• Document text
◇ ◇ ◇ ◇

- Side A of the US single

Single by Chicago

from the album Chicago XI
- B-side: "Policeman"
- Released: May 1978
- Recorded: 1977
- Genre: Soft rock
- Length: 2:57 (Single version) 5:17 (Album version)
- Label: Columbia
- Songwriters: Danny Seraphine, David "Hawk" Wolinski
- Producer: James William Guercio

Chicago singles chronology
| "Little One" (1978) | "Take Me Back to Chicago" (1978) | "Alive Again" (1978) |

= Take Me Back to Chicago =

"Take Me Back to Chicago", originally released on the Chicago XI album, was a 1978 chart hit in the U.S. and Canada for the band Chicago. The song features Chaka Khan on backing vocals, and was the last to feature Terry Kath.

◇ ◇ ◇ ◇

• Task brief
Return a verbatim passage from the article on the Chicago single, starting with "Single by Chicago" and going on through "5:17 (Album version)". The records that follow have no connection to the article on the Chicago single.

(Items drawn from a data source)
◇ ◇ ◇ ◇

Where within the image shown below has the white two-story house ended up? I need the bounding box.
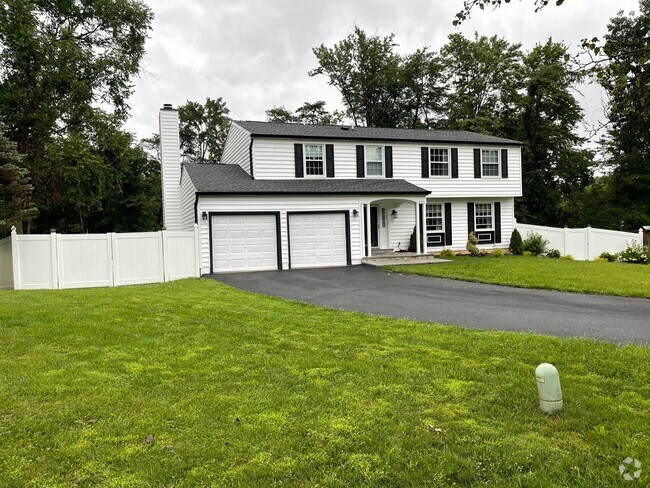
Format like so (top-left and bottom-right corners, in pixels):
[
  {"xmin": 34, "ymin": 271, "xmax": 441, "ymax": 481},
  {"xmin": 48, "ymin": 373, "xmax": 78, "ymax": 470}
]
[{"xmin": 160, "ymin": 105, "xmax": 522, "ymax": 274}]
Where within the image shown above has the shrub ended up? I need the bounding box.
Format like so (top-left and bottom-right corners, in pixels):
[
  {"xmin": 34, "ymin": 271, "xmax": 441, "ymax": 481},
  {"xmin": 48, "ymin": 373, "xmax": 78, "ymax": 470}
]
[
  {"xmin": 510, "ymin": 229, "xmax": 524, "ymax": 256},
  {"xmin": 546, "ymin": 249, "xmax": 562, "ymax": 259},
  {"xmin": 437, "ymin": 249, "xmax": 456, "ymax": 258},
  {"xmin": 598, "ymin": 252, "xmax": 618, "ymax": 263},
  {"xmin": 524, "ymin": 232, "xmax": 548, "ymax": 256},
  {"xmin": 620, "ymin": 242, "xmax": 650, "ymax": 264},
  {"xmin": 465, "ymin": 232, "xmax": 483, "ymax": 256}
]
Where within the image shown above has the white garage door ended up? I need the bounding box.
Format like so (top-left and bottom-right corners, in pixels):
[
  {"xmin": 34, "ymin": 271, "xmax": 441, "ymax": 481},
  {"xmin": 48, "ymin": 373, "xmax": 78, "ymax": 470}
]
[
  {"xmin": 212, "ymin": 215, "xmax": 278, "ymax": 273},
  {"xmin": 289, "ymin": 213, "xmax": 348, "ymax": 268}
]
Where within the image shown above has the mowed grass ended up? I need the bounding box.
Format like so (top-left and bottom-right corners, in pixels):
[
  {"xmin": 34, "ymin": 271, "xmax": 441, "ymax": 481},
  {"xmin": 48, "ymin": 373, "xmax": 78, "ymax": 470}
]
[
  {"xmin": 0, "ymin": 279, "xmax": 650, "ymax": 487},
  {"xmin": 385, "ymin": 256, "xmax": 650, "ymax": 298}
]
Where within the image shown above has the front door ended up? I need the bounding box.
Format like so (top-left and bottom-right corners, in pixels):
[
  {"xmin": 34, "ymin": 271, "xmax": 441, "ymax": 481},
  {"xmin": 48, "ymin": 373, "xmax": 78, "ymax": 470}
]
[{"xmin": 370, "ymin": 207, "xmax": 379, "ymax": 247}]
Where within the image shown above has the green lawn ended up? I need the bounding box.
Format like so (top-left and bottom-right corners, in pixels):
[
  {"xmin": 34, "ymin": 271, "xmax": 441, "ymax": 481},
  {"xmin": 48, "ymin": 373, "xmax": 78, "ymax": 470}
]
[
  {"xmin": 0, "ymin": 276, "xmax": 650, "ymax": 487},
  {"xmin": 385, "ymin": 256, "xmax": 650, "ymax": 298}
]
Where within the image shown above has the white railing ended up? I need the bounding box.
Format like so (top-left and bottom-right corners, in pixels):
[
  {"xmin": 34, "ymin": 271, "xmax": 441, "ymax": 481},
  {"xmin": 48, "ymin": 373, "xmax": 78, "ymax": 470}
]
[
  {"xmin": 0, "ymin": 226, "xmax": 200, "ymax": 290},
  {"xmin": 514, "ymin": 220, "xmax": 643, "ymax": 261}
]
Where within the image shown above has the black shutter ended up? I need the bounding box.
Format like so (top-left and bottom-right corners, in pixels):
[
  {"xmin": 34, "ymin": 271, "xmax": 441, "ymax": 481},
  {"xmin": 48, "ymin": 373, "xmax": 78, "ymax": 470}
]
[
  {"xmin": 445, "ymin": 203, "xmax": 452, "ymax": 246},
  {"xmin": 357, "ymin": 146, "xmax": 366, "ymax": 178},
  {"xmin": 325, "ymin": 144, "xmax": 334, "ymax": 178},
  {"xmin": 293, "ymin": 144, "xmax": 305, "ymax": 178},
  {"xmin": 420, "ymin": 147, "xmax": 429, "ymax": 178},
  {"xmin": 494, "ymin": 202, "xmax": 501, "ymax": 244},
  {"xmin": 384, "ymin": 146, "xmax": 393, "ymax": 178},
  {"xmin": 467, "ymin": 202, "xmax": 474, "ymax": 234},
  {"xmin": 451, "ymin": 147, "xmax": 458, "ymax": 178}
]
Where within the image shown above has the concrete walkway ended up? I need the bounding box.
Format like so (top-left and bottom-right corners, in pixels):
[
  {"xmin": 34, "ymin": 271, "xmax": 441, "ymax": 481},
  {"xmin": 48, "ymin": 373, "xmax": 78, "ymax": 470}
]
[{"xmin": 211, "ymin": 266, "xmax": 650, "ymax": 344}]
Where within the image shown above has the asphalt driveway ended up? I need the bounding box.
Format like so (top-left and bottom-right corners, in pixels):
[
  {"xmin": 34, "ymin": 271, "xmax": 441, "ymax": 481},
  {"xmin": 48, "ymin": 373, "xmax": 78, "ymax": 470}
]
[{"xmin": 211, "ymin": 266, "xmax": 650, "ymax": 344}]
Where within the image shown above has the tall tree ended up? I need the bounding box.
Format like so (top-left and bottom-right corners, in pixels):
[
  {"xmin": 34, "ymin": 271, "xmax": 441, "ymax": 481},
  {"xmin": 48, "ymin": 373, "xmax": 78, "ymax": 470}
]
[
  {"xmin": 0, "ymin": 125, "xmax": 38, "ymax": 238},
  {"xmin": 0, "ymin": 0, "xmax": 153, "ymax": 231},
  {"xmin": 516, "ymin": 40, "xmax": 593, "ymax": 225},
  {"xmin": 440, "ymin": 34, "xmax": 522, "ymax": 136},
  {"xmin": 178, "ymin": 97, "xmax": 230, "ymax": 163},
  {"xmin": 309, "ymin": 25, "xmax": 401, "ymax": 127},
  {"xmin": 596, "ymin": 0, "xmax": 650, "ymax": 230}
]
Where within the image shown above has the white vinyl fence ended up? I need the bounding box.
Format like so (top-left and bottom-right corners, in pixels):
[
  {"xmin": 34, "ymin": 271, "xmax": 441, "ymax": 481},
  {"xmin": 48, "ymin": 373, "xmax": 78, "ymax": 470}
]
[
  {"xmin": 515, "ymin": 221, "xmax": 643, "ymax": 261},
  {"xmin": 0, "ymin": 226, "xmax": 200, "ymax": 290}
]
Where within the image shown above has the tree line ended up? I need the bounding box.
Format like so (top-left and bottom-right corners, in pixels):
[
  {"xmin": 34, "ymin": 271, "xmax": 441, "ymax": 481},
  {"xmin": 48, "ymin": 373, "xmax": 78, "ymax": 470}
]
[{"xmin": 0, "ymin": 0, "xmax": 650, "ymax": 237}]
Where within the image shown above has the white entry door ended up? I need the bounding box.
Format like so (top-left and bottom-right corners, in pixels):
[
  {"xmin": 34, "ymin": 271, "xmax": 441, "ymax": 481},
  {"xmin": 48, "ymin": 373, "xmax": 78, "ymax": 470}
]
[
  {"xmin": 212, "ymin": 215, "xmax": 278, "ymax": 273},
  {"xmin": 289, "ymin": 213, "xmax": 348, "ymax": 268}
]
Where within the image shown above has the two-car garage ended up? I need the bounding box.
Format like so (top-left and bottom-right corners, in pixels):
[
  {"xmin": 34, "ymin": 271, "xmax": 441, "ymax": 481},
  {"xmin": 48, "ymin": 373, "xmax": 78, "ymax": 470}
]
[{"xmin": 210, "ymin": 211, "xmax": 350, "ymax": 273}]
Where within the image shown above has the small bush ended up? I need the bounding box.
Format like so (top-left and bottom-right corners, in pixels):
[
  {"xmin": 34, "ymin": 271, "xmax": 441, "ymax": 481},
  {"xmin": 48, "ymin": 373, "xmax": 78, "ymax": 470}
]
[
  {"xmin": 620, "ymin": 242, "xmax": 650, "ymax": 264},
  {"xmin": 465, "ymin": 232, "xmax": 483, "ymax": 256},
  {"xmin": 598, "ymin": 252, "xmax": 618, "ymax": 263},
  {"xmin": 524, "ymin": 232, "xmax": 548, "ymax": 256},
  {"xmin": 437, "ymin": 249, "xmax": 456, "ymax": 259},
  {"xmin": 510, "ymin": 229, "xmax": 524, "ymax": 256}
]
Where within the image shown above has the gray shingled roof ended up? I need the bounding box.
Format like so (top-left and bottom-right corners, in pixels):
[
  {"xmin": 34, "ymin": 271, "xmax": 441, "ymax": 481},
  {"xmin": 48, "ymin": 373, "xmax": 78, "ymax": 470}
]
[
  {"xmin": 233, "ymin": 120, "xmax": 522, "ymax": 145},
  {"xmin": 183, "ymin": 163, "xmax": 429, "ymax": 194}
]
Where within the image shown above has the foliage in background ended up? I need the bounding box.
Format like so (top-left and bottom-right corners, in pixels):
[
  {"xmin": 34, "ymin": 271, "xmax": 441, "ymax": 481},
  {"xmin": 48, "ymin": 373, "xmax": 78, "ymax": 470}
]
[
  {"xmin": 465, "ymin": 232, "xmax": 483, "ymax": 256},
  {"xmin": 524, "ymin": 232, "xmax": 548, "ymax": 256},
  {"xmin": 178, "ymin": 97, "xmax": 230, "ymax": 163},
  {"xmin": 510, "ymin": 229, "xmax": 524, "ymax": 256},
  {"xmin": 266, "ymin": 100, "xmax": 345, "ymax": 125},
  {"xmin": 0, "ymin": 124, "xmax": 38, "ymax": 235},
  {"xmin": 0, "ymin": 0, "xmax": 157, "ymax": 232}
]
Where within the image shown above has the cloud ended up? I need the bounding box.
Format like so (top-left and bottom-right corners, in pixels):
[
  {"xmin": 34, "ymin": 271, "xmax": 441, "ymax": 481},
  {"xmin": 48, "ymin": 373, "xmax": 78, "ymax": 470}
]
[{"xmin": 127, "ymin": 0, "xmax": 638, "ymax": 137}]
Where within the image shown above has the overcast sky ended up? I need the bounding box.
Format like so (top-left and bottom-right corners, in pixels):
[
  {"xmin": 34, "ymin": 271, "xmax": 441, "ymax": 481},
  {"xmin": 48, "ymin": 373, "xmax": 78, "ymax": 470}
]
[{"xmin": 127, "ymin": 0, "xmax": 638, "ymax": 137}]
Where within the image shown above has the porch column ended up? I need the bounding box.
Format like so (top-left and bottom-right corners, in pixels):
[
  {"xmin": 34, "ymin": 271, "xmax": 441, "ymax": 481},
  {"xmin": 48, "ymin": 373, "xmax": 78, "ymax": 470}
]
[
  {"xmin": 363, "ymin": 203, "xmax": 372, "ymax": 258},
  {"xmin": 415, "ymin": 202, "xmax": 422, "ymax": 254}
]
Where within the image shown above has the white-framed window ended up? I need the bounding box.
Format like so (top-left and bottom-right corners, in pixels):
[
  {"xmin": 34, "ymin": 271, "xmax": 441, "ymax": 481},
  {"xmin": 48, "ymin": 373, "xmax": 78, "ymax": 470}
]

◇ ◇ ◇ ◇

• Finished exercise
Single by Chicago

from the album Chicago XI
- B-side: "Policeman"
- Released: May 1978
- Recorded: 1977
- Genre: Soft rock
- Length: 2:57 (Single version) 5:17 (Album version)